WRITTEN PROBLEM: Please copy every item below word for word, leaving out the pictures.

RECORDS SUPPLIED:
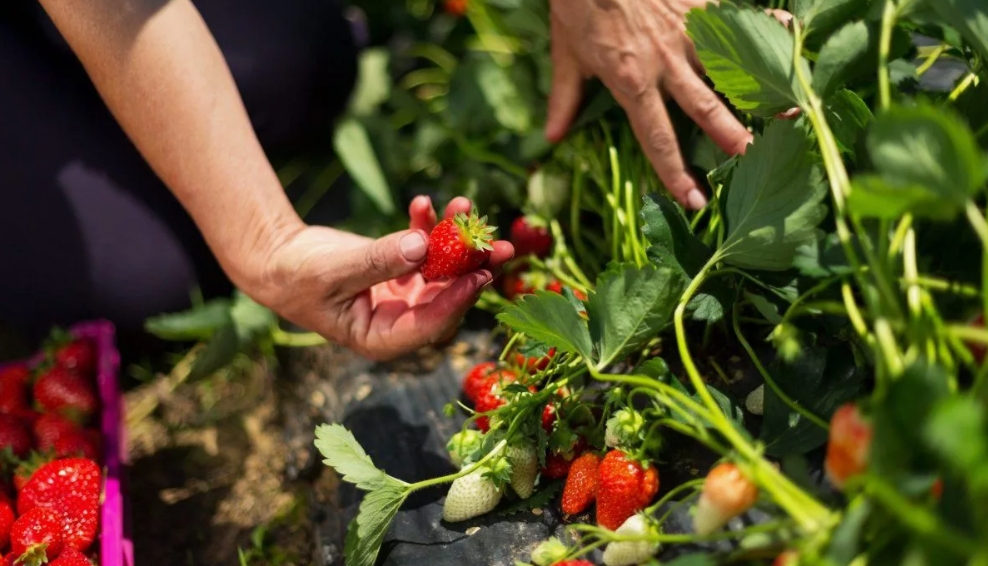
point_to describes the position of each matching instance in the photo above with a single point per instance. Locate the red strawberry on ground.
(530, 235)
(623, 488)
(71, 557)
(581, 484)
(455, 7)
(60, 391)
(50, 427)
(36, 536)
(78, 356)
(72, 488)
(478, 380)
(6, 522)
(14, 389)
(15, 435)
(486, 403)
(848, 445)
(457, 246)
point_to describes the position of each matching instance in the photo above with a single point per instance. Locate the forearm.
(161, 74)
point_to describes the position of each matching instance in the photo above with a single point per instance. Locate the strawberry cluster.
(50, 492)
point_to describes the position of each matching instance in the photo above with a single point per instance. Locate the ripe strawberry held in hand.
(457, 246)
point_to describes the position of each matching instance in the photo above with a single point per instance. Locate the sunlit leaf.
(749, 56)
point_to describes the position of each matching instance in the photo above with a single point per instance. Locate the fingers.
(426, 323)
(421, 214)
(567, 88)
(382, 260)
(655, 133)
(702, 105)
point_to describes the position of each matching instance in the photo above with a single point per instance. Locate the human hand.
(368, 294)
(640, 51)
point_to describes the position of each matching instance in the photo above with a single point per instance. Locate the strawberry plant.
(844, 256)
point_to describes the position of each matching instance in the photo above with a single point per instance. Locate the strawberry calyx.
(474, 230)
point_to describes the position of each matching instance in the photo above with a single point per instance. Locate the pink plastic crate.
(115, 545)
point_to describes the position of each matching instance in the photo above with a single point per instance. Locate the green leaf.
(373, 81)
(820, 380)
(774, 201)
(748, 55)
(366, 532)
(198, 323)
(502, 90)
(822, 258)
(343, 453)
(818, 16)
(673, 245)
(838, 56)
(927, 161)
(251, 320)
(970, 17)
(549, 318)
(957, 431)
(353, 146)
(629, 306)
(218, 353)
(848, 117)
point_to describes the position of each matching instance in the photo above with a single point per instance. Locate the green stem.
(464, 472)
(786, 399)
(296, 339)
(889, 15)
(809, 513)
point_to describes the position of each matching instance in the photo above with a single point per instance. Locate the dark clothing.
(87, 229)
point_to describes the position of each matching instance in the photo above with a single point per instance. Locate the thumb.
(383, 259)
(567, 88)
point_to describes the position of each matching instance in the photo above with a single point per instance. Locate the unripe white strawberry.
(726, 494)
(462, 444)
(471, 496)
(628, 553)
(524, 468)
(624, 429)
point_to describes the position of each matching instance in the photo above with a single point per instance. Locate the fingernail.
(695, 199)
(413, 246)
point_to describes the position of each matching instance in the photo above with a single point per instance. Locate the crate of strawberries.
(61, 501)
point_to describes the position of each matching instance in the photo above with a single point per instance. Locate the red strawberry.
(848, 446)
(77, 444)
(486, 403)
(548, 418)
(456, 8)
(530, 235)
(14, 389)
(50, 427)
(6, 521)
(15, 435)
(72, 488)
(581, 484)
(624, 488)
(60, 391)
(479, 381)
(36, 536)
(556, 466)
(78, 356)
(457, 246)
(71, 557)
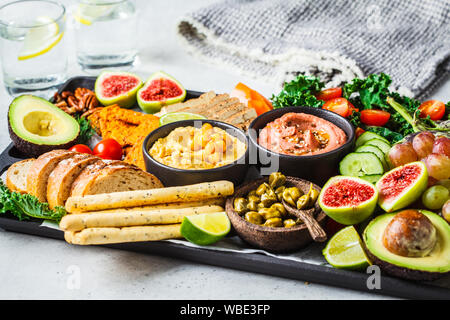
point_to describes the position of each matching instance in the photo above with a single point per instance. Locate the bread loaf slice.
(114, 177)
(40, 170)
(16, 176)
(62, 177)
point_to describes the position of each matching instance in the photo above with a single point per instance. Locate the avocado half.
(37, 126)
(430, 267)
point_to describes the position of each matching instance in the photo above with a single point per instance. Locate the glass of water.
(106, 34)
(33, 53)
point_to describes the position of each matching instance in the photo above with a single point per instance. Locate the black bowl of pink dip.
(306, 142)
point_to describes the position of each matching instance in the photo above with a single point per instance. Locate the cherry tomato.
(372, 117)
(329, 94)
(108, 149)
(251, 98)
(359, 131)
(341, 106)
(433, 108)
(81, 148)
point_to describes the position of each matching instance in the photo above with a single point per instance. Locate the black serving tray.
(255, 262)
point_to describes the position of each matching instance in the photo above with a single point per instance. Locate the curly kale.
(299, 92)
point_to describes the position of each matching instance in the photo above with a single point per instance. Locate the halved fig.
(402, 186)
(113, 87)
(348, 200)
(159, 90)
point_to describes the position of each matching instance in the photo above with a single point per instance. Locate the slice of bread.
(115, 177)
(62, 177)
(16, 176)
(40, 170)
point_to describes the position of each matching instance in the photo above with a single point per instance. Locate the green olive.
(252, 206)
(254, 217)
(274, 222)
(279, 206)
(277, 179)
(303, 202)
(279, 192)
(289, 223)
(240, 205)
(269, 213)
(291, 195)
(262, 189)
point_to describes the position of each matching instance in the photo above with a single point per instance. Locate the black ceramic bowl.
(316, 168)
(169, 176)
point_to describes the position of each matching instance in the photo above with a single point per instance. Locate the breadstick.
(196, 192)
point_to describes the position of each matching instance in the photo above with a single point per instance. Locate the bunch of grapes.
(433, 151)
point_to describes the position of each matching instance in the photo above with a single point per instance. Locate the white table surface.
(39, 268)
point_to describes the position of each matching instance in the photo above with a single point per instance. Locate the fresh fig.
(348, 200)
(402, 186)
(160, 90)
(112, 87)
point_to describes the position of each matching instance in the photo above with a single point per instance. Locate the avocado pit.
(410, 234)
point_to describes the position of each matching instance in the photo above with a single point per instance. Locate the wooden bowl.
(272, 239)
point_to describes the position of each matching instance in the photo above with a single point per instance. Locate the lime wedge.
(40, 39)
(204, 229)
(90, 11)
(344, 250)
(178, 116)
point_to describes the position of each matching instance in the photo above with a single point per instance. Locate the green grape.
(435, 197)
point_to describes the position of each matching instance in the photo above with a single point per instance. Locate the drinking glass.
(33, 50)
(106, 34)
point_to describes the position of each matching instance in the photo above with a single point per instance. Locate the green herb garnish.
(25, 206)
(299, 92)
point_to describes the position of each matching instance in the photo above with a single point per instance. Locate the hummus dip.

ANSWER TO THE TASK:
point_to describes the position of each matching instance in the photo above with a single point per instance. Locate the red strawberry on ground.
(530, 235)
(623, 488)
(71, 557)
(581, 484)
(455, 7)
(60, 391)
(50, 427)
(36, 536)
(78, 356)
(72, 488)
(478, 380)
(6, 522)
(14, 389)
(15, 435)
(486, 403)
(848, 445)
(457, 246)
point_to describes the position of each matching instance in the photo above with a single point per instance. Locate the forearm.
(161, 74)
point_to describes the position of each matching instance in the photo above with a single point per instance. Locate the strawberry cluster.
(50, 492)
point_to describes the position of each matching instance in the photo above with a single point per instance. Locate the ripe strawberry held in hand.
(457, 246)
point_to describes the position of each matching instance in the photo above with a single point per instance. Locate the sunlit leaf.
(749, 56)
point_to describes the position of each matching instance in the photo above with a single point per instance. Locate the fingers.
(426, 323)
(421, 214)
(567, 88)
(382, 260)
(655, 133)
(702, 105)
point_to describes the position of each matching instance in the photo above with a single point per instance. Locate the human hand.
(368, 294)
(640, 51)
point_to describes the position of each matching instance in the photo above with a single point per instance. Locate the strawberry plant.
(844, 256)
point_to describes the position of each matching instance in the photo above with a single point per instance. Locate the strawberry calyx.
(474, 230)
point_to describes the position of each matching instance in the photo above with a single point per instance. Locate the pink plastic crate.
(115, 545)
point_to describes the position of each matching instance in the photo above with a single point per instance. Locate the green leaf.
(373, 81)
(820, 380)
(774, 201)
(748, 55)
(366, 532)
(198, 323)
(502, 90)
(822, 258)
(343, 453)
(818, 16)
(673, 245)
(838, 56)
(927, 161)
(251, 320)
(970, 17)
(549, 318)
(957, 431)
(353, 146)
(629, 306)
(218, 353)
(848, 117)
point_to describes the position of each matching instance in the photo above with a single point per instance. Locate the green stem.
(464, 472)
(786, 399)
(296, 339)
(889, 15)
(809, 513)
point_to describes the position of each matching instance in the photo above with a single point per instance. Locate the dark clothing.
(87, 229)
point_to describes the position of each matching instance in the photo above with a single point per instance. Locate the thumb.
(383, 259)
(567, 88)
point_to describes the position of each matching instance in the photo above with a single point per instance. Locate the unripe white strawberry.
(726, 494)
(462, 444)
(471, 496)
(628, 553)
(524, 468)
(624, 429)
point_to describes the position of each matching instance in the photo above with a single point per instance. Locate the fingernail.
(695, 199)
(413, 246)
point_to describes the position of each matching instance in the photo above with a single point per instance. Locate the crate of strawberries.
(61, 501)
point_to describes the position of each matching instance in the photo above with a single point per instance. Locate the red strawberry.
(848, 446)
(77, 444)
(486, 403)
(548, 418)
(456, 8)
(530, 235)
(14, 389)
(50, 427)
(6, 521)
(15, 435)
(72, 488)
(581, 484)
(624, 488)
(60, 391)
(479, 381)
(36, 536)
(556, 466)
(78, 356)
(457, 246)
(71, 557)
point_to describes the position of each matching instance in the photo above with a single point per instance. Locate the bread loaf slice.
(114, 177)
(40, 170)
(16, 176)
(62, 177)
point_to describes the position of each matching instance in the photo above with a single point per instance. Locate the avocado half.
(37, 126)
(430, 267)
point_to describes the position of each matching instance in the photo above with a single point per instance. Locate the glass of water.
(106, 34)
(33, 53)
point_to describes the position of each matching instance in the photo above with a single point per instance. Locate the black bowl of pink dip.
(306, 142)
point_to describes the position of each matching instance in the photo above with a single point per instance. Locate the cherry tomato.
(372, 117)
(329, 94)
(108, 149)
(251, 98)
(359, 131)
(341, 106)
(433, 108)
(81, 148)
point_to describes the position of each matching instance in the photo above with a single point per instance. Locate the black serving tray.
(255, 262)
point_to describes the position of each matching instance in the photo above with a single point per instance. Locate the curly kale.
(299, 92)
point_to describes the position of each matching instance in the photo above with a single point per instance. Locate the halved fig.
(402, 186)
(113, 87)
(348, 200)
(159, 90)
point_to describes the position of each matching instance in the photo above with a single point per instance. Locate the slice of bread.
(115, 177)
(62, 177)
(16, 176)
(40, 170)
point_to describes the position of each matching instance in the photo above with a single point per instance. Locate the green olive.
(252, 206)
(254, 217)
(274, 222)
(279, 206)
(277, 179)
(303, 202)
(279, 192)
(289, 223)
(240, 205)
(269, 213)
(291, 195)
(262, 189)
point_to describes the position of each matching instance in the photo above with a single point per instance. Locate the black ceramic bowl.
(316, 168)
(169, 176)
point_to describes the position of each matching instance in the photo above with a single point per instance. Locate the breadstick.
(196, 192)
point_to describes the position of each matching instance in the photo above with a single point per instance. Locate the bunch of grapes.
(433, 151)
point_to describes the position of each matching instance in the photo above with a single point per instance. Locate the white table surface.
(39, 268)
point_to describes the position of each matching instance in the photo above with a single point per instance. Locate the fresh fig.
(348, 200)
(402, 186)
(160, 90)
(112, 87)
point_to describes the position of each matching instance in the photo above with a single point per instance. Locate the avocado pit.
(410, 234)
point_to describes the position of each matching instance in the photo above with a single point per instance. Locate the wooden bowl.
(272, 239)
point_to describes the position of each matching instance in the photo above with a single point per instance. Locate the lime wedge.
(40, 39)
(204, 229)
(90, 11)
(344, 250)
(178, 116)
point_to describes the position of each matching instance in the photo above with a single point per instance. Locate the green grape.
(435, 197)
point_to describes the position of each matching instance in the photo above with a single point per instance. Locate the drinking glass.
(33, 50)
(106, 34)
point_to describes the position of each matching instance in the photo above with a single point per instance. Locate the green herb garnish.
(25, 206)
(299, 92)
point_to describes the position of each matching instance in the photo above with a single point per instance. Locate the hummus dip.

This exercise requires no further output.